Data supplied:
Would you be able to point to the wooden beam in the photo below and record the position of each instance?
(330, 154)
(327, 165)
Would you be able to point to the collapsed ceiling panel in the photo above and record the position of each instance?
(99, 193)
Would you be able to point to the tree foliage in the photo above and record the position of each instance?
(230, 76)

---

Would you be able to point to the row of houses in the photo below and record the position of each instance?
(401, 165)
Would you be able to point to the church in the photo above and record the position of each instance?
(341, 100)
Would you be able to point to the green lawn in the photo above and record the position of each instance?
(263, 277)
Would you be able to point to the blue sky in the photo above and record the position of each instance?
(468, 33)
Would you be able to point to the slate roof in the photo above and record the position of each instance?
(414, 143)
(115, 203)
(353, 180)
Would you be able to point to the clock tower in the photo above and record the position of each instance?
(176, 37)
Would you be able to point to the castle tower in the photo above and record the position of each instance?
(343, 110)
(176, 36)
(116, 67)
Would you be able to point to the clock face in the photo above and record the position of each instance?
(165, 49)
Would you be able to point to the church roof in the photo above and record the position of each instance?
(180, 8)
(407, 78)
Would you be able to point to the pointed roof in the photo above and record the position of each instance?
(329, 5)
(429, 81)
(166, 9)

Instruction: List every one of the lines above that includes the string "below".

Answer to the exercise:
Would you be able to point to the wooden beam in the photo below and record the position of each instance?
Would you be able to point to the row of houses in the photo below and record the position of each instance?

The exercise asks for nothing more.